Rewrite the data from the line containing "Could you tag the blue" up to and including the line containing "point(305, 156)", swapping "angelfish" for "butterflyfish" and leaving everything else unchanged.

Record extracts:
__________________________________________________
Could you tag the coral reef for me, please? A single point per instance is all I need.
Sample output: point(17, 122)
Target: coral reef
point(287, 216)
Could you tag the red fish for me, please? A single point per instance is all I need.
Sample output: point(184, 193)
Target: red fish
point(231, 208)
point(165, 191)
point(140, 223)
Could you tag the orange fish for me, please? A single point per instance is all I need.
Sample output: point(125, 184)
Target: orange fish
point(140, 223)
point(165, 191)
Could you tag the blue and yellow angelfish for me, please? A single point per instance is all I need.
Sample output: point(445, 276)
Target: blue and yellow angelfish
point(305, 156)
__________________________________________________
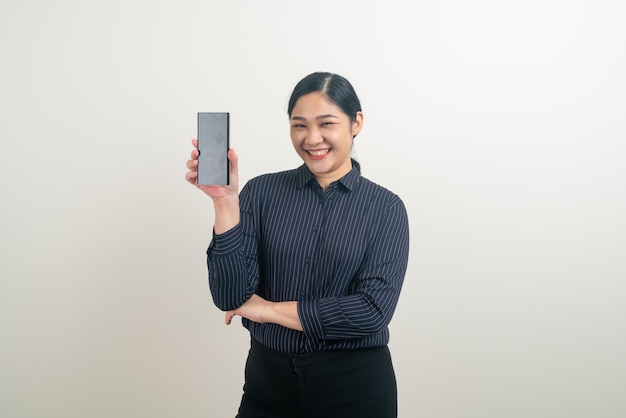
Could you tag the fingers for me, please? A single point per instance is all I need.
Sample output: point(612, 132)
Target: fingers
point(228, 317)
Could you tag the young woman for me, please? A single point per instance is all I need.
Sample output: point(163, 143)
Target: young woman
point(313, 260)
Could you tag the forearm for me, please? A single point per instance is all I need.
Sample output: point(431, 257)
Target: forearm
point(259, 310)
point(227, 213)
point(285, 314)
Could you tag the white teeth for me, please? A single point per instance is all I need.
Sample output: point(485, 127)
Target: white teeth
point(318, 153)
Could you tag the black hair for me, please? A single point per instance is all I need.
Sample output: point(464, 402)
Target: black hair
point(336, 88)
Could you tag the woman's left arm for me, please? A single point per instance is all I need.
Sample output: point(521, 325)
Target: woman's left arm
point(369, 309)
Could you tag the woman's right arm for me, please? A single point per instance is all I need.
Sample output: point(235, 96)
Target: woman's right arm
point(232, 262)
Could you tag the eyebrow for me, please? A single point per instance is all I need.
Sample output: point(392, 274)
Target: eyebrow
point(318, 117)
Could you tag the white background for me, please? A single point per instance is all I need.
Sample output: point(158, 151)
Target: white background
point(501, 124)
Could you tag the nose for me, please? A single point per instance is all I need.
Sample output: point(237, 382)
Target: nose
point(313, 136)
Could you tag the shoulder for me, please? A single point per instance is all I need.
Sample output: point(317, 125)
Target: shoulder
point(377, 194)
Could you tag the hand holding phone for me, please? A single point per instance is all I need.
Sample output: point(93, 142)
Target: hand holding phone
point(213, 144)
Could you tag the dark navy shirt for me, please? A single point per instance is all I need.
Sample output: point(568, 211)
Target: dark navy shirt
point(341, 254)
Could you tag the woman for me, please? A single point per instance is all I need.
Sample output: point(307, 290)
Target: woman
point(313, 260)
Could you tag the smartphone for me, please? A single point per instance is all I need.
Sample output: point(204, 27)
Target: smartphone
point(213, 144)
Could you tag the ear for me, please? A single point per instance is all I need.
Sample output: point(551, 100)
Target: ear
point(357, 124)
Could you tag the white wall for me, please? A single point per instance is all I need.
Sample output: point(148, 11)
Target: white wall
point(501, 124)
__________________________________________________
Task output:
Could you tag the blue and yellow butterflyfish for me, please? A single point per instance is all I need.
Sample output: point(445, 276)
Target: blue and yellow butterflyfish
point(305, 156)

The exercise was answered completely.